**DOCUMENT EXTRACT:**

------------

While designing the rough CAD layout for Eta, I placed the XY steppers on both “legs” of the H formed by the X&Y rods, as it should be. However, I later rotated all smooth rod axes vertically to facilitate easier access to the printing surface from the front. At the time, I didn’t think there could be any conflict, but after around 5 months when I finally finished making, aligning, and bolting down all the axes, motors and mounts, I realized that this arrangement meant that the motors were countering each other’s movement.

You done goofed.

Since both motors were on the same side, one of them turning would have prevented the other one turning in the opposite direction. To correct this, I swapped the motor on left with the idler mount diagonally opposite, which fixed the issue. The problem with large or long duration projects such as this is that you tend to sometimes lose focus of your original goal, or change a system without realizing its effects on another system.

Design life lessons aside, I’ve extended and linked up the cables from the hot end, and now all that’s left is to hook up the mechanical endstops, setup the heat bed, make the fail safe systems, create the secondary control board and relay board, and I’m done!

With the hardware section, that is.

Next up, the software, and how I’m attempting to control a 3D printer with a 15 year old desktop jury rigged into working order with string to hold it together. I’m running linux mint on that PC, so at the very least it isn’t too slow.

------------

**TASKS AND EXERCISES:**
a) Write out the stretch of the 3D printer build post from "While designing the" through "each other’s movement.".
b) For each statement, answer yes or no according to the 3D printer build post, and quote the words that decide it: (i) The left motor was swapped with the idler mount diagonally opposite. (ii) The PC meant to control the printer runs Windows. (iii) The smooth rod axes were rotated horizontally.

------------

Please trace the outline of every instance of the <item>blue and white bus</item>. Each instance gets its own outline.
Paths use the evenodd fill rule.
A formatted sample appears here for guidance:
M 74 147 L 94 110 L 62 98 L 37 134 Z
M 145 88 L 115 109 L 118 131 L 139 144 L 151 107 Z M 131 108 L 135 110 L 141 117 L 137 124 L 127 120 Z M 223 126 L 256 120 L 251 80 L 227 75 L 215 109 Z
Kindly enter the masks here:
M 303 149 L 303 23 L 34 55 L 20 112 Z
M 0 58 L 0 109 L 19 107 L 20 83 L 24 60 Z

------------

**ANSWERS BY ITEM:**
a)
While designing the rough CAD layout for Eta, I placed the XY steppers on both “legs” of the H formed by the X&Y rods, as it should be. However, I later rotated all smooth rod axes vertically to facilitate easier access to the printing surface from the front. At the time, I didn’t think there could be any conflict, but after around 5 months when I finally finished making, aligning, and bolting down all the axes, motors and mounts, I realized that this arrangement meant that the motors were countering each other’s movement.

b)
(i) Yes: "I swapped the motor on left with the idler mount diagonally opposite, which fixed the issue."
(ii) No: "I’m running linux mint on that PC"
(iii) No: "I later rotated all smooth rod axes vertically"